**Written task:**
Copy out the entries below verbatim, starting with the line containing "FIND large metal basin" and continuing through the final line of the entries. Leave the pictures out of your answer.

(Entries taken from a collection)

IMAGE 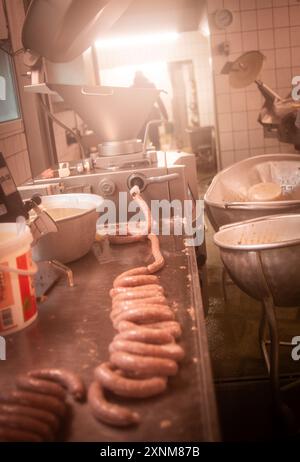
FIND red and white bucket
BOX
[0,223,37,335]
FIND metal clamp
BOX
[127,173,179,192]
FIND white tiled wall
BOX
[207,0,300,167]
[98,31,214,126]
[53,111,80,162]
[0,0,31,185]
[0,126,31,185]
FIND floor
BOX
[198,169,300,441]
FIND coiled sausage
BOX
[88,382,140,427]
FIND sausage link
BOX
[28,369,86,401]
[112,286,164,304]
[109,339,184,361]
[144,321,182,339]
[0,404,60,432]
[109,284,164,298]
[114,321,174,345]
[95,363,167,398]
[0,426,43,443]
[147,234,165,273]
[113,274,159,288]
[113,305,175,330]
[88,382,140,427]
[0,414,54,441]
[115,266,149,281]
[0,390,66,417]
[118,321,181,339]
[110,297,170,319]
[16,375,66,401]
[130,186,152,233]
[110,351,178,377]
[112,295,168,310]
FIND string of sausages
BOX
[88,188,184,427]
[0,369,85,442]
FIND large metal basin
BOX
[204,154,300,231]
[32,194,103,263]
[214,215,300,306]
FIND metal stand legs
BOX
[259,297,282,407]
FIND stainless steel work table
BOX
[0,236,219,442]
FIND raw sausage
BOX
[118,321,181,339]
[112,284,164,303]
[113,274,158,288]
[88,382,140,427]
[109,339,184,361]
[110,351,178,377]
[147,234,165,273]
[114,328,174,345]
[113,305,175,330]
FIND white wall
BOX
[207,0,300,167]
[98,31,214,126]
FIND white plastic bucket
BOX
[0,223,37,335]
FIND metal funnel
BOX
[47,84,160,142]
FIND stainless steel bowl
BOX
[214,215,300,306]
[204,154,300,231]
[32,194,103,263]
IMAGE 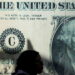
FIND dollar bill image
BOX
[0,0,75,75]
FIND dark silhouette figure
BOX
[12,50,43,75]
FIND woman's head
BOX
[16,50,43,73]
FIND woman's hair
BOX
[15,50,39,71]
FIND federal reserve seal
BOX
[0,28,25,54]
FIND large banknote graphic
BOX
[0,0,75,75]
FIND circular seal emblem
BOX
[0,28,25,54]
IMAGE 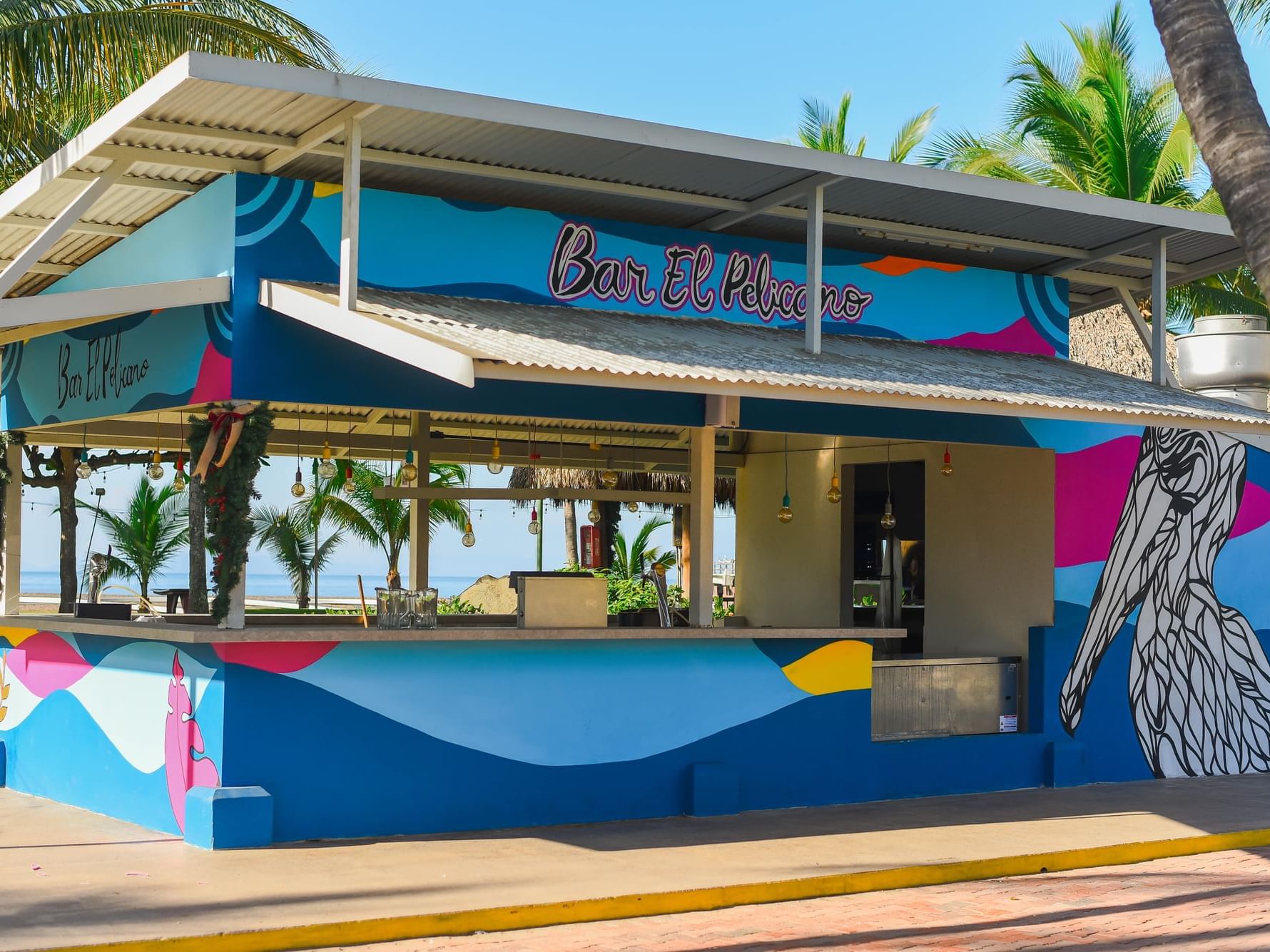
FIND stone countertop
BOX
[0,615,907,645]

**Task output:**
FIND large metal basin
BOX
[204,154,300,231]
[32,194,103,263]
[214,215,300,306]
FIND metal stand legs
BOX
[259,297,282,407]
FIND stainless steel work table
BOX
[0,236,219,442]
FIND raw sausage
BOX
[118,321,181,339]
[112,284,164,303]
[113,274,158,288]
[88,382,140,427]
[109,339,184,361]
[110,351,178,377]
[147,234,165,273]
[114,328,174,345]
[113,305,175,330]
FIND white wall
BOX
[207,0,300,167]
[98,31,214,126]
FIND white plastic bucket
BOX
[0,223,37,335]
FIND metal funnel
BOX
[47,84,160,142]
FIND stainless steel bowl
BOX
[214,215,300,306]
[204,154,300,231]
[32,194,103,263]
IMAGE 
FIND dollar bill image
BOX
[0,0,75,75]
FIND dark silhouette figure
BOX
[12,50,43,75]
FIND woman's head
BOX
[16,50,43,73]
FIND woman's hair
BOX
[15,50,39,71]
FIND federal reserve seal
BOX
[0,28,25,54]
FIND large banknote graphic
BOX
[0,0,75,75]
FIND circular seal emblem
BOX
[0,28,25,54]
IMAGE 
FIND stone countertop
BOX
[0,615,907,645]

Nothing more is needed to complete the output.